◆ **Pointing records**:
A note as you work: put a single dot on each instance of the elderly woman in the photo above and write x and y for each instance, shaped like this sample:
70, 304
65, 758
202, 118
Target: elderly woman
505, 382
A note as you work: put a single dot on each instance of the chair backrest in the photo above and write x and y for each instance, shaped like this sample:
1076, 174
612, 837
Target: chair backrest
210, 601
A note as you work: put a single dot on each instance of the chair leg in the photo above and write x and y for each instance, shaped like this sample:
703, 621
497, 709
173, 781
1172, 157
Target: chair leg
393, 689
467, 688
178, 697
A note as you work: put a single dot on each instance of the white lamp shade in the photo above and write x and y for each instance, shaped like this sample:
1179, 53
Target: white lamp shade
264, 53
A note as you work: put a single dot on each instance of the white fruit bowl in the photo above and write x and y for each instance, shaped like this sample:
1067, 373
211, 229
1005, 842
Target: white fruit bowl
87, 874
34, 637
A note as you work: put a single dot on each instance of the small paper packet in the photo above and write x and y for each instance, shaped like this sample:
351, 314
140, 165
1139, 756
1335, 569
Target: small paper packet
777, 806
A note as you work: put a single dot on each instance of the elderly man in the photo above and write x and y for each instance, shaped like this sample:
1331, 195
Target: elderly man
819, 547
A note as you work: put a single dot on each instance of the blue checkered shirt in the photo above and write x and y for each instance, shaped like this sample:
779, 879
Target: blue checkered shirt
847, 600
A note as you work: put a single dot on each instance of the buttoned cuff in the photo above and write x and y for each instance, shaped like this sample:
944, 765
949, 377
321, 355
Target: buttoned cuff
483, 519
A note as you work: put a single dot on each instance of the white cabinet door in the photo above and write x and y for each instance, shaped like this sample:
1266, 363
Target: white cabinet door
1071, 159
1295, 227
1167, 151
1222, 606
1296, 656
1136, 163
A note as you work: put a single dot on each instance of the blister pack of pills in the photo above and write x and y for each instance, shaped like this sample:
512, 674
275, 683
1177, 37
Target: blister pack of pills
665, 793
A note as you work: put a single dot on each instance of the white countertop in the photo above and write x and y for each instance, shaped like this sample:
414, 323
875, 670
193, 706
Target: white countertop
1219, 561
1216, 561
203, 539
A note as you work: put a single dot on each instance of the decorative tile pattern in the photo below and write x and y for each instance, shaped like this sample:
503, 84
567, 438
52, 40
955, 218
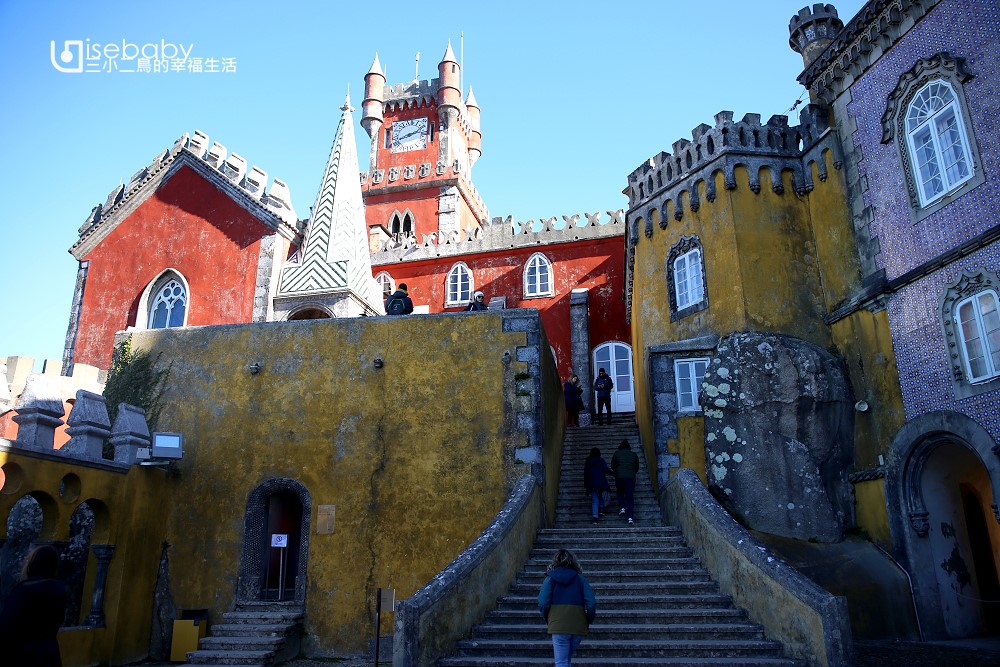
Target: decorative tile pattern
970, 30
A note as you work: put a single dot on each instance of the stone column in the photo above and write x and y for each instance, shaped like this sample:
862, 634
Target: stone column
579, 328
129, 433
89, 426
103, 553
39, 413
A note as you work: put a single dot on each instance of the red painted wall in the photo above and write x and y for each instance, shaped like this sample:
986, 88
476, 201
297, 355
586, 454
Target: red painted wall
596, 265
190, 226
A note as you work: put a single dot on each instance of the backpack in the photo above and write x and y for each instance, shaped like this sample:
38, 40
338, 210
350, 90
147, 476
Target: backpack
395, 307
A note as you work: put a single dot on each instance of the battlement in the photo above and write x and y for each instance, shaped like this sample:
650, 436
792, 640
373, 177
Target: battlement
232, 167
749, 142
502, 234
420, 91
16, 371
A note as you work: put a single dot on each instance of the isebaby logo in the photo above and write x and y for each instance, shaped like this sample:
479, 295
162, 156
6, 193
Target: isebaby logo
77, 56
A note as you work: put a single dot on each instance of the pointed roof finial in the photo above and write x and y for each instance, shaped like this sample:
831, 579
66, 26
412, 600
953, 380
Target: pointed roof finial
449, 55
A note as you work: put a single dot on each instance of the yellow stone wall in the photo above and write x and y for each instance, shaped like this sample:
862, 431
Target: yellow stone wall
128, 513
417, 457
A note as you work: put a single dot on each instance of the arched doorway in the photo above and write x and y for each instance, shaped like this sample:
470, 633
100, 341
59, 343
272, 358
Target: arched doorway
616, 360
943, 514
268, 571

◆ **What to work on**:
Transcribe every line in the entries above, taking out only the images.

◆ **Solved problem**:
A note as you work: put a single dot on each instance of the elderly woman in the photo above and write x and y for each instance, shaped like this sample:
70, 304
65, 758
202, 118
Target: elderly woman
505, 382
A note as you work: put a single dot on each instance of the chair backrest in the photo above and write x and y for each instance, shaped like this sample:
1076, 174
612, 837
Target: chair backrest
210, 601
A note as you work: put a single dot on each instance of the chair leg in the photo above and write x and y for each instance, shaped like this sample:
703, 621
497, 709
173, 781
1172, 157
Target: chair leg
393, 689
467, 688
178, 697
A note as you work: put a single dot on each instance of the white lamp shade in the photo above and write x and y for each instance, shaped like this sample:
1179, 53
Target: white lamp shade
264, 53
A note as you work: put a single dot on each instance of the white fruit bowl in the photo above and write x and y for each instance, shaped like this sample:
1067, 373
211, 229
1005, 842
Target: white fruit bowl
87, 874
34, 637
A note as you work: put a single dot on each instance of the small paper packet in the photo above and write x and y for each instance, shaped like this sample:
351, 314
140, 165
1139, 756
1335, 569
Target: small paper packet
777, 806
A note as you work: put a single dot on each instance of the elderly man in the photo above and write x and y for each instance, shaped like this sample:
1331, 195
Target: elderly man
819, 547
A note as you work: put a single dot on each instance of the blue checkered shirt in the photo above and write x and y for each instance, shaped like this sample:
779, 879
Target: blue checkered shirt
847, 600
A note as you work: put a single dot on each instance of the buttoned cuff in the photo above and write x and y for each instance, shaped like this sample:
944, 765
949, 377
321, 355
Target: buttoned cuff
483, 519
A note as you work: put a single dot on each instance of the white cabinet door in the photo above and write x and y for each instance, shaped like this sample:
1266, 363
Target: white cabinet door
1071, 159
1295, 227
1167, 151
1222, 606
1296, 656
1136, 163
A note as you work: put a single dot on each instance of the blister pack of pills in the photo above and write x and y for each instance, shaped like this sample:
512, 674
275, 683
1177, 37
Target: blister pack of pills
665, 793
A note as you work: put a single dot on each instance of the white countertop in the photo above and write x and y for each instance, shaped like this sample:
414, 323
875, 670
193, 706
Target: white countertop
1219, 561
1216, 561
203, 539
A note as you work: put a single dot on each instance of the decorative tile pattern in the photo below and write x and y for each instance, shaped like this sample:
503, 84
567, 438
52, 40
955, 218
Target: decorative tile pattern
970, 30
A note as you work: put a single dot on each instance of the stone column in the photo above and write x and y for each instance, shaped like this sample:
862, 634
Target: stone column
579, 328
129, 433
89, 426
103, 553
39, 413
A note as you work: put a single dot on each instance of the red painted wall in the photo above and write x and y for each instance, shaped like this sample:
986, 88
476, 201
297, 355
586, 454
Target: red painted wall
596, 265
190, 226
A note as you work: put a single dot on each instance of the backpack in the photo above and write x and y for each instance, shaped like this sample:
38, 40
338, 210
350, 90
147, 476
Target: backpack
395, 307
A note as you work: put a single dot on each instance of the battlement in the photo above and write x and y for each instance, shaped like this sample:
650, 436
792, 640
373, 177
Target: battlement
232, 167
749, 142
502, 234
420, 91
16, 371
A note as you work: put a single dot on each instance of the isebaby logo in the photo above and write x and y for each instance, shaped like this sample:
479, 295
162, 156
6, 193
Target: isebaby logo
77, 56
A note as you work: put a single dot on each instance of the pointed roof finial in the photo above and write x and y for each instance, shaped like this sample:
831, 579
66, 26
412, 600
953, 380
Target: pointed roof finial
449, 55
A note as you work: put a single dot on each instance of the yellow stone wall in the photo above and write x and y for each instance, shaped like this sample:
862, 431
Target: yellow stone wall
128, 513
417, 457
A note as you work: put a single dot on each instance of the arched doorway in the photo above and write x and y for each instance, shaped like this sample:
470, 633
100, 341
59, 343
272, 358
Target: arched doorway
616, 360
943, 514
268, 571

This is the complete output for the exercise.